◆ **GIVEN EXERCISE 1**
In the theater review of Insignificance, who plays the character inferred to be Albert Einstein?
◆ **GIVEN EXERCISE 2**
Carry on the theater review of Insignificance from its final sentence.

----- DOCUMENT PASSAGE -----

But Insignificance is not a play about physics and the two characters aren’t just any random people. It’s 1954 and though they’re officially named The Actress and The Professor, we can – with reasonable confidence – infer that they’re Marilyn Monroe and Albert Einstein. And they’re intermittently joined by her husband Joe DiMaggio – The Ball Player – and Joseph McCarthy – The Senator, for a fantasia on the nature of celebrity that is occasionally quite dazzling.

 

Johnson’s trick is to never veer too far into the realms of the improbably fictitious, locating instead a what-if territory that fleshes out these famous faces far beyond the personae for which they’re known. So Alice Bailey Johnson’s excellent Monroe reveals herself to be far cleverer that she is ever given credit for, and Simon Rouse’s intriguing Einstein has libido to go with his brains as their meeting in his hotel room edges ever closer to the central bed of Max Dorey’s design.

----- ENTRIES SHOWN -----

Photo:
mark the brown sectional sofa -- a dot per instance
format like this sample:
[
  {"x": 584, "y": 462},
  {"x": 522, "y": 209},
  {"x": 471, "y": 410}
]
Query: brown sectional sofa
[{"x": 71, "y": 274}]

-----

◆ **FINAL RESULT 1**
Simon Rouse

◆ **FINAL RESULT 2**
David Mercatali’s production controls the flow of confrontations and conversations between the four characters with measured skill, introducing a subtle dynamism to the wordiness, and encouraging intelligent lighting work from Richard Williamson, who plays marvellously with intensity. The play perhaps emerges more as a curiosity than a classic, though it has plenty to say (with wit) on the transience of fame. Just don’t ask me to explain anything about the physics of it all! 

Running time: 2 hours (with interval)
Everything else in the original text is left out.